Description of the task:
Reproduce every line of the records below, requests included. Multiply each coordinate in the answer paths by 0.2 and round to whole numbers, with halves going up. Leave the numbers in the requests and format samples unchanged, and omit the pictures.

Records for the exercise:
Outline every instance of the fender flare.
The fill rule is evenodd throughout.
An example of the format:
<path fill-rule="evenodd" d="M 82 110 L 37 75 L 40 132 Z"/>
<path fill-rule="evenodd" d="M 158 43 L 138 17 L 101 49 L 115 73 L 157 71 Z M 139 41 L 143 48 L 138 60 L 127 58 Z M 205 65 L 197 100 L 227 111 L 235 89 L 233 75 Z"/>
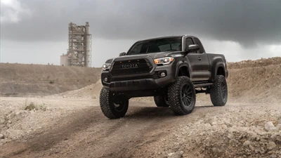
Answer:
<path fill-rule="evenodd" d="M 180 61 L 176 64 L 175 79 L 176 77 L 178 77 L 178 71 L 183 67 L 186 67 L 188 68 L 189 76 L 190 76 L 190 77 L 191 79 L 191 74 L 190 74 L 191 70 L 190 70 L 190 65 L 189 65 L 189 64 L 188 64 L 188 62 L 187 61 Z"/>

Solution to this task:
Outline every instance of the fender flare.
The fill rule is evenodd throughout.
An example of the format:
<path fill-rule="evenodd" d="M 82 110 L 37 75 L 40 132 Z"/>
<path fill-rule="evenodd" d="M 158 43 L 138 17 L 101 49 L 115 73 L 157 71 Z M 139 41 L 143 48 L 138 60 L 127 58 Z M 205 65 L 197 100 L 227 111 L 235 89 L 233 75 Z"/>
Answer:
<path fill-rule="evenodd" d="M 36 12 L 35 13 L 35 16 L 35 15 L 36 15 L 36 14 L 37 13 L 37 13 L 38 14 L 38 15 L 38 15 L 38 15 L 38 16 L 38 15 L 38 15 L 38 14 L 38 14 L 38 13 L 38 13 L 38 13 L 38 13 L 38 12 L 37 12 Z"/>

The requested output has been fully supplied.